For the past few weeks, my friend had been locked in a battle with the coordinator of the school. She has always been a strong advocate for both of her children, allowing them to express themselves and their personalities through their clothing as they please.
She had thought the issue was resolved, telling the teacher John should be supported to wear his tutu over the pants if that’s what he chose. This is what he wanted, and so he and his entire family turned up to the concert that day wearing tutus.
Imagine my friend’s horror when she watched as the teacher forced John to the side of the stage and began to remove his clothing to take the tutu off him.
My friend tried to intervene, repeatedly telling the teacher that she was not okay with what was happening while her son stood there crying. To make things worse, the teacher then gave John lollies to stop his tears.
Some people may think this is all an overreaction. But ballet is very traditional! You might be thinking. Stop making such a big deal out of nothing!

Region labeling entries
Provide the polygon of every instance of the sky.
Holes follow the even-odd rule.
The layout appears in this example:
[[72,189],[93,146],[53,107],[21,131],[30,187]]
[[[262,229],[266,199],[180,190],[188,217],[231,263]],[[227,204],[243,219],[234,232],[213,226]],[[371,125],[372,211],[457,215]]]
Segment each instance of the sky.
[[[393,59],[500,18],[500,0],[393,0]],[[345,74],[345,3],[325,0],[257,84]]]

● **Required work**
(a) Answer these questions about the school concert account:
(i) With whom had the friend been locked in a battle for the past few weeks?
(ii) What did John and his entire family wear to the concert?
(iii) What did the teacher give John to stop his tears?
(b) In the school concert account, rename "lollies" to "candy" and write out everything from "For the past" down to "stop his tears.".

● **Solutions to the exercise**
(a)
(i) The coordinator of the school.
(ii) Tutus.
(iii) Lollies.

(b)
For the past few weeks, my friend had been locked in a battle with the coordinator of the school. She has always been a strong advocate for both of her children, allowing them to express themselves and their personalities through their clothing as they please.
She had thought the issue was resolved, telling the teacher John should be supported to wear his tutu over the pants if that’s what he chose. This is what he wanted, and so he and his entire family turned up to the concert that day wearing tutus.
Imagine my friend’s horror when she watched as the teacher forced John to the side of the stage and began to remove his clothing to take the tutu off him.
My friend tried to intervene, repeatedly telling the teacher that she was not okay with what was happening while her son stood there crying. To make things worse, the teacher then gave John candy to stop his tears.